# ИСХОДНЫЙ ТЕКСТ:
◇ ◇ ◇ ◇
В доме, где когда-то был порядок, теперь царил хаос: книги, бумаги, чайные чашки. На диване в гостиной — скомканная постель Залгаллера. Он и сам выглядел неухоженным: был небрит и одет в пуловер поверх серой пижамы. При этом говорил Залгаллер ясно и в подчеркнуто деловой манере.
Виктор Залгаллер — ветеран Великой Отечественной войны. Он — харизматичный учитель, который в 1960-е практически в одиночку составил учебную программу по математике и разработал методику для школы № 239, оторвавшись от научных изысканий и преподавания в университете. Кроме того, Залгаллер был несравненным рассказчиком. Все это сделало его популярным в ЛГУ и в Ленинградском отделении Института им. Стеклова человеком, однако ничто из этого не имело решающего значения для Григория Перельмана. "Я ему, несомненно, нравился, — рассказал мне Залгаллер. — Может, из-за каких-то моральных качеств, из-за моих представлений о том, что люди должны делать". Когда я попросила его уточнить, Залгаллер заявил: "Ему нравилось, как я работал со студентами. Он, вероятно, знал, что я не буду строг и что учиться у меня будет интересно".
◇ ◇ ◇ ◇
# ФРАГМЕНТ НАБОРА ДАННЫХ:
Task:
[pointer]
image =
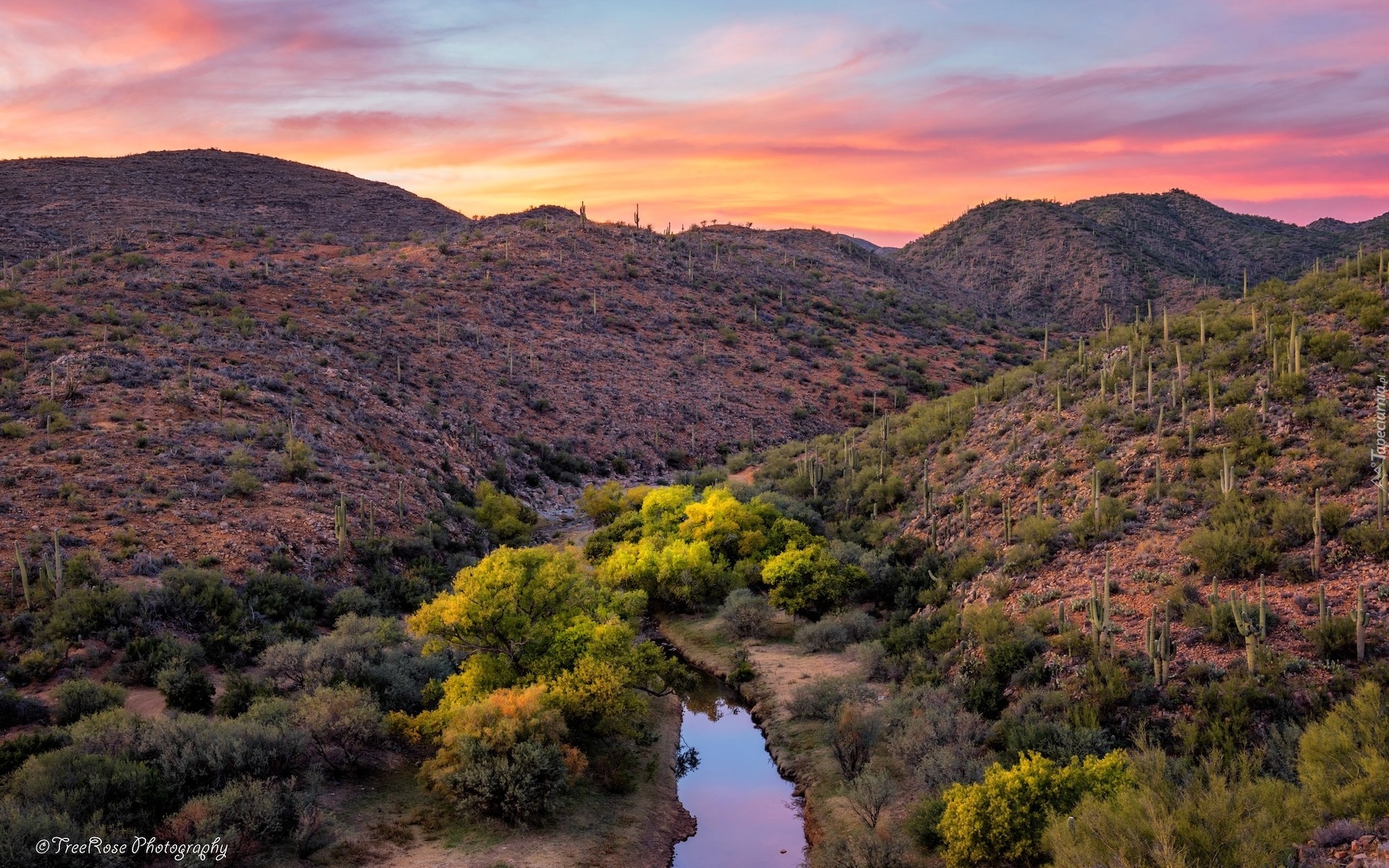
◇ ◇ ◇ ◇
Приведите фрагмент текста о Викторе Залгаллере, начиная со слов «В доме, где» и продолжая вплоть до слов «подчеркнуто деловой манере.». В этом фрагменте замените «пуловер» на «свитер».

В доме, где когда-то был порядок, теперь царил хаос: книги, бумаги, чайные чашки. На диване в гостиной — скомканная постель Залгаллера. Он и сам выглядел неухоженным: был небрит и одет в свитер поверх серой пижамы. При этом говорил Залгаллер ясно и в подчеркнуто деловой манере.